> **Aim of the task**
Put the stretch of items from their start through the line containing "[[36,13],[36,5],[34,3],[31,3],[29,6],[29,13],[31,15],[34,15]]" into a numbered list, skipping blank lines and omitting the pictures.

********************

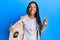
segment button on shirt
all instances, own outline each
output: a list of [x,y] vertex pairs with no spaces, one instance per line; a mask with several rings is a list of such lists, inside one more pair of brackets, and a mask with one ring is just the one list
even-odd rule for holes
[[25,15],[23,24],[25,28],[23,40],[37,40],[36,18],[30,19],[28,15]]

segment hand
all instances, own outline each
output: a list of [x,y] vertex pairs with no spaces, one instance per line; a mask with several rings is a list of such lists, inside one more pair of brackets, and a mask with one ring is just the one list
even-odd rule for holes
[[46,26],[46,24],[47,24],[47,19],[46,19],[46,17],[44,17],[44,23],[43,23],[43,25]]

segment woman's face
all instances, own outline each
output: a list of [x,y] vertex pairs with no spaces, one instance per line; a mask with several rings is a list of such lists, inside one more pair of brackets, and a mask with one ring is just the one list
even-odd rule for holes
[[36,13],[36,5],[34,3],[31,3],[29,6],[29,13],[31,15],[34,15]]

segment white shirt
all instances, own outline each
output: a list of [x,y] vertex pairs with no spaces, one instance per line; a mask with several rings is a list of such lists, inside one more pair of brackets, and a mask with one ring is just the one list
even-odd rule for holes
[[23,40],[37,40],[36,18],[30,19],[27,14],[24,17],[23,24],[25,28]]

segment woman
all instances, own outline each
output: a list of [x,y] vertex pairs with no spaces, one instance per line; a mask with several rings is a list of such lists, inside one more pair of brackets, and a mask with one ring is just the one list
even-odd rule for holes
[[[39,8],[36,2],[32,1],[27,7],[27,15],[23,16],[24,37],[23,40],[38,40],[38,31],[46,27],[47,20],[44,19],[43,25],[39,16]],[[10,28],[12,31],[12,28]]]

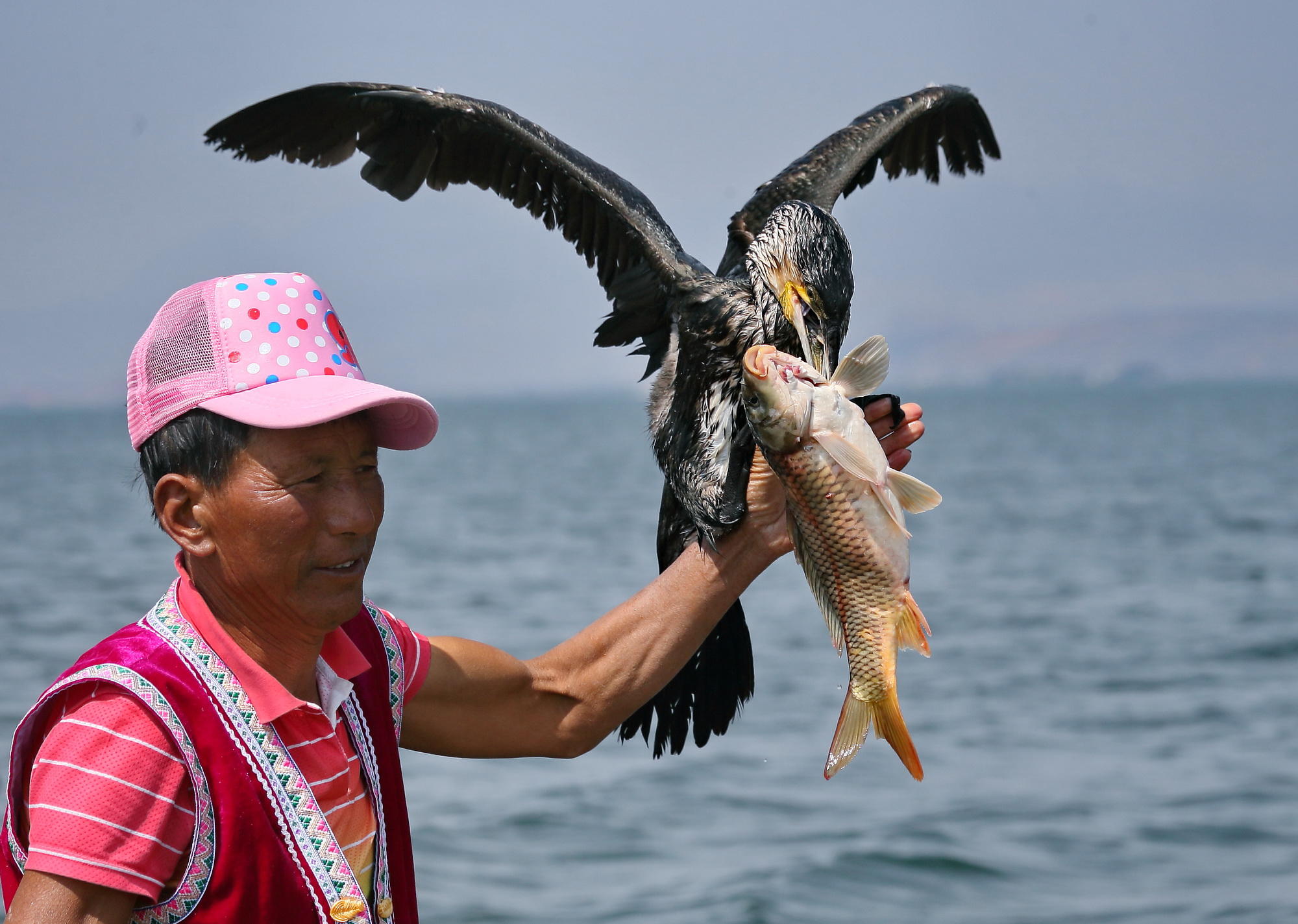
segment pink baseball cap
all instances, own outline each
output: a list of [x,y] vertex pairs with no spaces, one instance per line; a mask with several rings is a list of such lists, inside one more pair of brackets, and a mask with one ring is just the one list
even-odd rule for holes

********************

> **Result**
1. segment button on shirt
2. all instances, own outline each
3. output: a list of [x,y] vertex pairs with no spaces, one instance per line; a mask with several rings is a list of such lists, inside one more pair of brackets, and a mask with one ring is just the one list
4. even-odd rule for holes
5. [[25,15],[23,24],[25,28],[23,40],[37,40],[36,18],[30,19],[28,15]]
6. segment hand
7. all instances, own outline each
8. output: a list of [x,y] vertex pairs with no spaces, one instance per line; a mask with several rings is a list of such lists, inside one more pair of brackets, and a mask with one ring is just the one list
9. even-odd rule for holes
10. [[46,26],[46,24],[47,24],[47,19],[46,19],[46,17],[44,17],[44,23],[43,23],[43,25]]
11. segment woman's face
12. all instances, own outline each
13. output: a list of [x,y] vertex pairs with no spaces, one instance per line; a mask with several rings is a list of such lists, inside one more pair of brackets, and a mask with one ring is just the one list
14. even-odd rule for holes
15. [[36,13],[36,5],[34,3],[31,3],[29,6],[29,13],[31,15],[34,15]]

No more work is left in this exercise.